Extract ::
The other thing that we haven't really touched on is a lot of countries disambiguate these two things, right? So in the European context we have the data protection regulation which mostly deals with the sort of corporate user interaction, and then we have the data protection directive that deals mostly with what law enforcement can do with user data, and I think that we really ‑‑ given the sort of inherent connection between these two things, we shouldn't disambiguate them. We need to have comprehensive data protection. And further I would add a lot of countries don't have a data protection bill at all, and that's really something where we need to be doing more. Particularly in developing countries, there's a dearth of comprehensive data protection bills. And so that I think that we're seeing two major standards in the data protection regulation in Europe and the convention 108 modernization going on in the council of Europe as sort of models there.
Just trying to hit on a couple more points. You know, in terms of this sort of ‑‑ the what about the tools to analyze data question. I think that's exactly where the field is in this sort of ‑‑ dumb data is just a haystack, right? But there's all this work on smart data right now to try to build algorithms and tools and so forth that are really making this no longer a matter of statistical analysis but of using a pretty easy to use guide to user interface, and so it's becoming easier and easier to violate people's privacy in that way.
Moreover just raise your hand, who here has heard of a company called Axiom? So we've got like five people. So Axiom is a huge data broker and so it's not a matter of having to have the in‑house statistical capability to make use of that. You can just buy profiles and an Axiom profile is like a hundred bucks or something. So I think we need to again consider that part of the equation.
I wanted to touch on the point of mainstreaming. So Eli Pariser wrote this book called the Filter Bubble. Maybe some of you have read it. And so he argues that in addition to sort of this wave towards personalization, we're increasingly finding ourselves in echo chambers, right? That we're only getting ‑‑ if from your Google search history, it figures out that you have a certain ‑‑ let's say you're Googling when a conservative radio show is on, you're going to start to get more increasingly conservative results and you're going to be caught in your political bubble.

Directions ::
(a) Decide whether each statement agrees with the transcript: (i) the speaker says an Axiom profile costs about a hundred dollars; (ii) the speaker says developing countries generally have comprehensive data protection bills; (iii) the speaker wants the rules on corporate use and on law enforcement use of data kept apart. Answer yes or no for each, quoting the words of the transcript that decide it.
(b) Rewrite the passage of the transcript between "Moreover just raise" and "of the equation.", inclusive, swapping "bucks" for "dollars".

Information shown ::
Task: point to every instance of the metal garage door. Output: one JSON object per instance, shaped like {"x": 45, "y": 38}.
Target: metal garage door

Outputs by task ::
(a)
(i) Yes: "an Axiom profile is like a hundred bucks or something"
(ii) No: "Particularly in developing countries, there's a dearth of comprehensive data protection bills."
(iii) No: "we shouldn't disambiguate them. We need to have comprehensive data protection."

(b)
Moreover just raise your hand, who here has heard of a company called Axiom? So we've got like five people. So Axiom is a huge data broker and so it's not a matter of having to have the in‑house statistical capability to make use of that. You can just buy profiles and an Axiom profile is like a hundred dollars or something. So I think we need to again consider that part of the equation.